*** Excerpted text Section Begins ***

As a captain in the Royal Navy, Flinders had been entitled to a lead breastplate that then stood the test of time for over 200 years. Hartle set about building a new coffin with his own hands for the reinterment ceremony in Donington, and the full story is recounted (with excellent photographs) in his article on the web [2].
As one of the archaeologists remarked, it was an honour to be following in the footsteps of Flinders’ grandson, the Egyptologist Sir William Matthew Flinders Petrie, credited as being the ‘father of modern archaeology’.
Donington was the birthplace of Matthew Flinders and following the discovery of his remains in London, the citizens of Donington rallied. A committee was formed headed by a redoubtable lady called Jane Pearson, and work began on the campaign to bring him home!
One of the unexpected consequences of the COVID-19 pandemic was that it gave the team time to raise significantly more funds to hold an even grander ceremony. On Saturday 13 July 2024 in the village church, that is exactly what happened. We went, expecting to find the proceedings interesting, but what we found went far deeper—it was a highly moving ceremony.
Although it was a grey day, the village of Donington was anything but grey!
Australian flags and Union flags were everywhere—bunting lined the streets, and a craft market sporting several kangaroos filled the market square, guarded as ever by a statue of Flinders and his little cat, Trim. If you’ve not read the story Flinders wrote about his cat Trim whilst a prisoner of the French, we recommend it wholeheartedly.

*** Excerpted text Section Ends ***

The problem —
Rewrite the Flinders passage starting at the words "Donington was the" and ending after "bring him home!", with "working group" in place of "committee". Rely only on the Flinders passage.

*** Data for review Section Begins ***

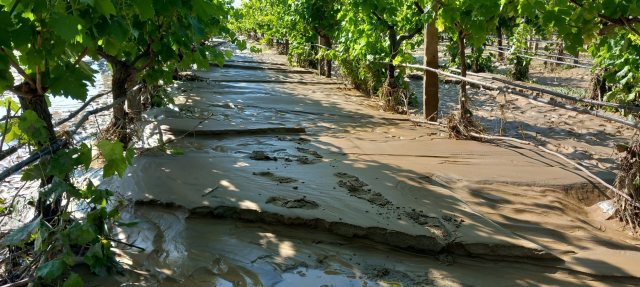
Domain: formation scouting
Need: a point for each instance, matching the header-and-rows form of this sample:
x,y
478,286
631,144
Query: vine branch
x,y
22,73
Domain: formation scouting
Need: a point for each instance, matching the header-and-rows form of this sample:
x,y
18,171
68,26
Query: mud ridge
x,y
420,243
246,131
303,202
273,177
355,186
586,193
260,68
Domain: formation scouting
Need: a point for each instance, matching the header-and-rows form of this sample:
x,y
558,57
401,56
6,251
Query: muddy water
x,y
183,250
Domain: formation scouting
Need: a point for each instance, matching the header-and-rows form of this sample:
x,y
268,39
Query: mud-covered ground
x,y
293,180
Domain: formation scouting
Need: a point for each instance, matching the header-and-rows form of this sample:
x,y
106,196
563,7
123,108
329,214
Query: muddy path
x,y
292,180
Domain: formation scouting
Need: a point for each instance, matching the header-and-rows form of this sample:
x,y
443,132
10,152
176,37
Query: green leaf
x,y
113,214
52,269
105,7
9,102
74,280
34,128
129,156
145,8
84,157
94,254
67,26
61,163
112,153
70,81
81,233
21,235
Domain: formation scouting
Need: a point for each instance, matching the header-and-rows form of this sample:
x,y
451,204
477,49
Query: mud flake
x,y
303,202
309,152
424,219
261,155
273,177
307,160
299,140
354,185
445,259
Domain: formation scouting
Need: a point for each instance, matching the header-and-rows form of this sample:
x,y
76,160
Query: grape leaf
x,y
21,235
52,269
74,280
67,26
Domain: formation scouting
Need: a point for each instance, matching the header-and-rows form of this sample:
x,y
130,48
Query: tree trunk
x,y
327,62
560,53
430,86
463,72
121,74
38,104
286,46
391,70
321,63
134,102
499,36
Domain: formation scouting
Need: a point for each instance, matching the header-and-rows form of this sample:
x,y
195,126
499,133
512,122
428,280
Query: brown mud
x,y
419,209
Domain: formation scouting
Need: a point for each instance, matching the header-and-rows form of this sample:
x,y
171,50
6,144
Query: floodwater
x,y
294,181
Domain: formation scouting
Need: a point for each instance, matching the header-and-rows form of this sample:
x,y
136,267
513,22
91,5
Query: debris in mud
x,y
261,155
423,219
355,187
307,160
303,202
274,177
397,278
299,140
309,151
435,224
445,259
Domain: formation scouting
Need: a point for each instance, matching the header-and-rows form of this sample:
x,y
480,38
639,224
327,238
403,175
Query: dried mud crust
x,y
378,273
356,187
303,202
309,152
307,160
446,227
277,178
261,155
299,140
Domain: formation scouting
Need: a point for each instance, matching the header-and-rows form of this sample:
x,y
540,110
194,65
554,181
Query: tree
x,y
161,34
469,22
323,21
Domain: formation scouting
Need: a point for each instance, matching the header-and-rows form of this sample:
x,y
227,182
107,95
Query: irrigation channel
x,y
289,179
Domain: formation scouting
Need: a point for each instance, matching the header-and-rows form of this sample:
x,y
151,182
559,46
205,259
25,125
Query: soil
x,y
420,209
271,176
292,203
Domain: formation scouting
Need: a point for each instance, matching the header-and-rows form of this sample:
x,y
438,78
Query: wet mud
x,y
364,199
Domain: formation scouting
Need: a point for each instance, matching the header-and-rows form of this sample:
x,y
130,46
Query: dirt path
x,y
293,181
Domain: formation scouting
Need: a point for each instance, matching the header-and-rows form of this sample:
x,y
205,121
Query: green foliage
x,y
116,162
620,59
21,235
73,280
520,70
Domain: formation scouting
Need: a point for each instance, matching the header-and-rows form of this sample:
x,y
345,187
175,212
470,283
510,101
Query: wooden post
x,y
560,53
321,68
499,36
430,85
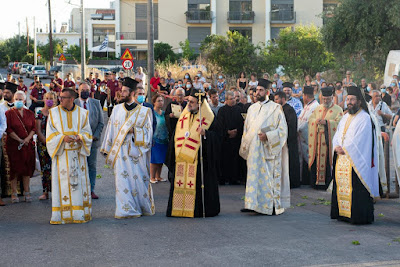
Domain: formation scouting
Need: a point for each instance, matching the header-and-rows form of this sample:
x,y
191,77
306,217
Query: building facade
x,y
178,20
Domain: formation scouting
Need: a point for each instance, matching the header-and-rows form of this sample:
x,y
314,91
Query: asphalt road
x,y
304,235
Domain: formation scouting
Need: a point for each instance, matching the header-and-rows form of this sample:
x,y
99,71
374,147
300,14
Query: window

*** Data for review Section Ends ***

Answer to this exercise —
Donington was the birthplace of Matthew Flinders and following the discovery of his remains in London, the citizens of Donington rallied. A working group was formed headed by a redoubtable lady called Jane Pearson, and work began on the campaign to bring him home!